#### EXERCISE BRIEF:
Lay out the records as a Markdown table with the columns Row and Record text. Include only the lines from the one containing "the wooden door." through the end of the records, inclusive, numbering each row and leaving out blank lines.

***** RECORDS TO PROCESS

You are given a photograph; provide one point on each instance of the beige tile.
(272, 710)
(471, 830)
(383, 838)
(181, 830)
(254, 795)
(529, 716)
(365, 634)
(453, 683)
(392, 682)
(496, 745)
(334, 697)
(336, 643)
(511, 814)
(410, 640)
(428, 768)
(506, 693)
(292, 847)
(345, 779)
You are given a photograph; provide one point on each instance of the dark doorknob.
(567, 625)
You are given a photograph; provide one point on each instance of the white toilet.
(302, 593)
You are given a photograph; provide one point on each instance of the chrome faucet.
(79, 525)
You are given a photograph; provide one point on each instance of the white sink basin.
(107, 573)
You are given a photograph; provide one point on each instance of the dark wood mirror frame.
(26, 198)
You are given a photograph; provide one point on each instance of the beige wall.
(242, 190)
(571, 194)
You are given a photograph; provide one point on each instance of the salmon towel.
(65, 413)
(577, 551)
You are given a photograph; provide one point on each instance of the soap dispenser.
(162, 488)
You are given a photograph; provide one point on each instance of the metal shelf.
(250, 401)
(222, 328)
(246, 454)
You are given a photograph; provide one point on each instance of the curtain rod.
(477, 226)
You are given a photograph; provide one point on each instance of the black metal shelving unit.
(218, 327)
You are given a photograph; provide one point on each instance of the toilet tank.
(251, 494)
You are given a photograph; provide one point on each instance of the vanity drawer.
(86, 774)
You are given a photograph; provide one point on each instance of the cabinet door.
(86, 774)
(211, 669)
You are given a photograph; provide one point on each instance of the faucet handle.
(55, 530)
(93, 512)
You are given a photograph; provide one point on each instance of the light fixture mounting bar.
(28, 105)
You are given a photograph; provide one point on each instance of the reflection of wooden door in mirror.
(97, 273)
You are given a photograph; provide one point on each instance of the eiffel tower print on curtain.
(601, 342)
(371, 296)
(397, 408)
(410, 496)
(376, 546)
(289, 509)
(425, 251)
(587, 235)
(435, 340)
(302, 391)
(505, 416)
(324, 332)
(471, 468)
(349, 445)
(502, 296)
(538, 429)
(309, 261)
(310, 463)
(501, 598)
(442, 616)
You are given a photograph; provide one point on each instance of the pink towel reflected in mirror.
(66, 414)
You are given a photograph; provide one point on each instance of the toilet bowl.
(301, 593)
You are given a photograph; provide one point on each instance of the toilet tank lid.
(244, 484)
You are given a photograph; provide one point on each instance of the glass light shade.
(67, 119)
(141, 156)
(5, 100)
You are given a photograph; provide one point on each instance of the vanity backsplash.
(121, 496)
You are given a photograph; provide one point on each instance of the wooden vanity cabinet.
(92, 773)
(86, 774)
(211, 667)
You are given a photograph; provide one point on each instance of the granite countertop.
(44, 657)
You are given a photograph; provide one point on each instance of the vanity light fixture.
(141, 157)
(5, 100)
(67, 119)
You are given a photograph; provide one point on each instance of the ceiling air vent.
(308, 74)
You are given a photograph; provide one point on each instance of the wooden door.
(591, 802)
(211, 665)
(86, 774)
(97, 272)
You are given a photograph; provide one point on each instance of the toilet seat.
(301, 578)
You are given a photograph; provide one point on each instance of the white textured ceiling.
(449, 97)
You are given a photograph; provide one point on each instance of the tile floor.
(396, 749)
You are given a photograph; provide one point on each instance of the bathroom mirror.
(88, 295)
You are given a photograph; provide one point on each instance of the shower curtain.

**********

#### CORRECT OUTPUT:
| Row | Record text |
|---|---|
| 1 | You are given a photograph; provide one point on each instance of the wooden door. |
| 2 | (591, 802) |
| 3 | (211, 665) |
| 4 | (86, 774) |
| 5 | (97, 272) |
| 6 | You are given a photograph; provide one point on each instance of the toilet seat. |
| 7 | (301, 578) |
| 8 | You are given a photograph; provide one point on each instance of the white textured ceiling. |
| 9 | (449, 97) |
| 10 | You are given a photograph; provide one point on each instance of the tile floor. |
| 11 | (396, 749) |
| 12 | You are given a photograph; provide one point on each instance of the bathroom mirror. |
| 13 | (88, 295) |
| 14 | You are given a photograph; provide one point on each instance of the shower curtain. |